Stored items from a collection:
····················

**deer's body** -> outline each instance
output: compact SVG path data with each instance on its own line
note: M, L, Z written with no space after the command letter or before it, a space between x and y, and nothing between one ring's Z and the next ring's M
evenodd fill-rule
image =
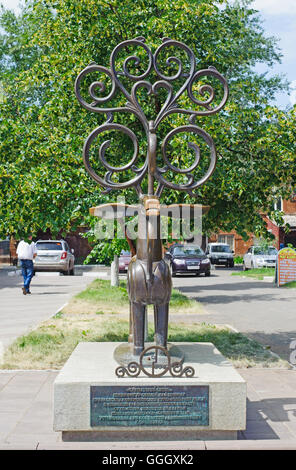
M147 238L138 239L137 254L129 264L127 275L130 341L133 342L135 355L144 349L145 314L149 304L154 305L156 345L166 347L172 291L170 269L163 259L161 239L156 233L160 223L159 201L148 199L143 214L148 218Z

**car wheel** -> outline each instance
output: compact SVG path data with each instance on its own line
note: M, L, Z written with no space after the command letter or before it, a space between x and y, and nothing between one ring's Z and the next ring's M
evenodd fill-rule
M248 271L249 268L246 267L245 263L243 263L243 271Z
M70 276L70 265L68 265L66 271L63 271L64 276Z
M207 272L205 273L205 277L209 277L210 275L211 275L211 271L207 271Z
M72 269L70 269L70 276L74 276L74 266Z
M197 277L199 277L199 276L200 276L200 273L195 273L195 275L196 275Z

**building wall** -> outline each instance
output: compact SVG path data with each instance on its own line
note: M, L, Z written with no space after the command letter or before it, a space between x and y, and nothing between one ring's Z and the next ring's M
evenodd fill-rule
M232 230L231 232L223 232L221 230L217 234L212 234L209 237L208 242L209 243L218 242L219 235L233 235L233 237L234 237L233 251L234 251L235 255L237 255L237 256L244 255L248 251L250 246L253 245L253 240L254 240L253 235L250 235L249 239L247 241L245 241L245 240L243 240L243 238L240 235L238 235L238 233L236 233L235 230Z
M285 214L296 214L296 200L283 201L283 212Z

····················

Problem.
All records above must be output exactly as they stand, excluding pictures.

Response below.
**deer's body** -> outline each instance
output: compact SVG path data with each instance on its own line
note: M, L, Z written with no space after the command letter or before it, a space between x and y, and nothing between one ring's Z and the next ring's M
evenodd fill-rule
image =
M147 238L138 239L137 254L129 264L127 275L130 341L133 342L135 355L144 349L145 314L149 304L154 305L156 345L166 347L172 291L170 269L163 259L161 239L156 233L160 223L159 201L148 199L143 214L148 218Z

**car wheel** -> outline each instance
output: compact SVG path data with each instance on its own line
note: M, L, Z written with no space after the command letter or before it, a space between x and y, and nothing between one ring's Z and the next ring's M
evenodd fill-rule
M248 271L249 268L246 267L245 263L243 263L243 271Z
M70 276L70 265L68 265L66 271L63 271L64 276Z
M207 272L205 273L205 277L209 277L210 275L211 275L211 271L207 271Z
M72 269L70 269L70 276L74 276L74 266Z
M197 277L199 277L199 276L200 276L200 273L195 273L195 275L196 275Z

**building wall** -> outline each instance
output: compact SVG path data with each instance on its own line
note: M, L, Z written with no space after the command letter or before it, a space between x and y, and nothing between one ring's Z and the next ring's M
evenodd fill-rule
M232 230L231 232L223 232L221 230L217 234L212 234L209 237L208 242L209 243L218 242L219 235L233 235L233 237L234 237L233 251L234 251L235 255L237 255L237 256L244 255L248 251L250 246L253 245L253 240L254 240L253 235L250 235L249 239L247 241L245 241L245 240L243 240L243 238L240 235L238 235L238 233L236 233L235 230Z
M285 214L296 214L296 200L283 201L283 212Z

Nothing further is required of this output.